■ GOAL OF THE EXERCISE ■
Turn the records below into a numbered list, leaving out any blank lines.

■ STORED DATA ■

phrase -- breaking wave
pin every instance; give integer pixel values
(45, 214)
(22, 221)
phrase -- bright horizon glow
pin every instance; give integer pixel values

■ WRITTEN RESPONSE ■
1. phrase -- breaking wave
2. pin every instance; give integer pixel values
3. (45, 214)
4. (22, 221)
5. phrase -- bright horizon glow
6. pin every instance; give integer pixel values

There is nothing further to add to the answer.